-- Task prompt --
Beneath this instruction is a listing. Transcribe from it only the stretch from the line with "Body asks for one point per instance of the palm" through the line with "Body asks for one point per instance of the arched", both end lines included, exactly as written.

====

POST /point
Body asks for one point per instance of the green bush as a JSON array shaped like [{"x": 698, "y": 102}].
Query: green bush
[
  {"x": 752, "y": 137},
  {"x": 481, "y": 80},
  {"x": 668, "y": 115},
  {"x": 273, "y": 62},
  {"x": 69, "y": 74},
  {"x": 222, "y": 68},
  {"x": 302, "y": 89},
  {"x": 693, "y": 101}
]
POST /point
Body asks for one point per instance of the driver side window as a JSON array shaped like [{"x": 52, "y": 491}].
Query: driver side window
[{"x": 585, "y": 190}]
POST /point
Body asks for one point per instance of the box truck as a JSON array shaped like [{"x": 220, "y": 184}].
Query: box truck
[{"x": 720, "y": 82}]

====

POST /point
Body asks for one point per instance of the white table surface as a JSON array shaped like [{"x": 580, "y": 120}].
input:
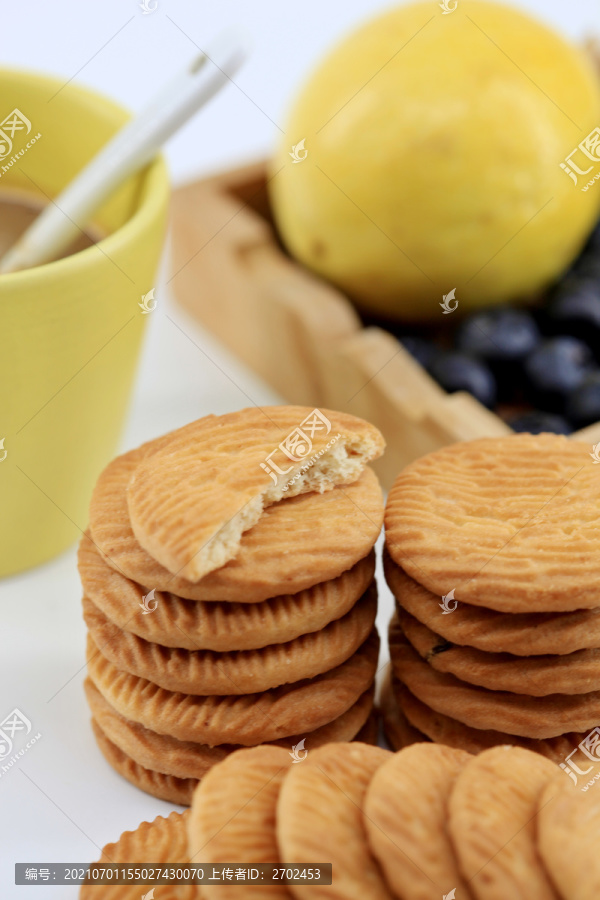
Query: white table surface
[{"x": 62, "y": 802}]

====

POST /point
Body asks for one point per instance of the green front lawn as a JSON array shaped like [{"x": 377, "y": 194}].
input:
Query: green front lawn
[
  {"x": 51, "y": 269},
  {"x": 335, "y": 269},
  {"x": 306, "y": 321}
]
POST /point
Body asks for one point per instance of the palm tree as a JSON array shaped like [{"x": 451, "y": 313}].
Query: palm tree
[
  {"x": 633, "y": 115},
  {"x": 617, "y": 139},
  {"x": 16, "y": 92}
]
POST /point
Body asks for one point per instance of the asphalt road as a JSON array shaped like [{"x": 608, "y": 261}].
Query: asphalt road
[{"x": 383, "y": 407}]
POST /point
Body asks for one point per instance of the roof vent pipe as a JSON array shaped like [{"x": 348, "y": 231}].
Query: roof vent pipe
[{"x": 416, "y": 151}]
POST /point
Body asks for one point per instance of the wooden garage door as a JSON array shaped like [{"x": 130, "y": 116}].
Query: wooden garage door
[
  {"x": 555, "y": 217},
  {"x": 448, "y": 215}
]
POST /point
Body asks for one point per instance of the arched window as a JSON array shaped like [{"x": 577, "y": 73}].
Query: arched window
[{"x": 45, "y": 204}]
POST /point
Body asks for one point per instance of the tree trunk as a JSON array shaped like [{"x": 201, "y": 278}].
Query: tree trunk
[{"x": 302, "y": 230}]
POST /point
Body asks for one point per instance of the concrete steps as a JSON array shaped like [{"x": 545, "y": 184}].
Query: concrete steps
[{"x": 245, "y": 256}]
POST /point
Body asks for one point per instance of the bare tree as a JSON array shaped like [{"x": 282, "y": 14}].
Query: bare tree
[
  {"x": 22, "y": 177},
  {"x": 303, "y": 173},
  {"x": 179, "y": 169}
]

====

-- Problem solution --
Body asks for one point per instance of the palm tree as a JSON array shaped like [{"x": 451, "y": 313}].
Query: palm tree
[
  {"x": 633, "y": 115},
  {"x": 617, "y": 139},
  {"x": 16, "y": 92}
]
POST /point
Body asks for one point per instance of the asphalt road as a JSON array shaped like [{"x": 608, "y": 261}].
Query: asphalt road
[{"x": 383, "y": 407}]
POST /point
Body asks for one point per instance of the roof vent pipe as a JSON array shaped like [{"x": 348, "y": 231}].
Query: roof vent pipe
[{"x": 416, "y": 151}]
POST /point
Body asks for one point per instance of the wooden garage door as a JSON array shaped like [{"x": 130, "y": 116}].
Query: wooden garage door
[
  {"x": 555, "y": 217},
  {"x": 448, "y": 215}
]
POST /point
Body asks for one point per instance of the arched window as a JSON array shaped like [{"x": 577, "y": 73}].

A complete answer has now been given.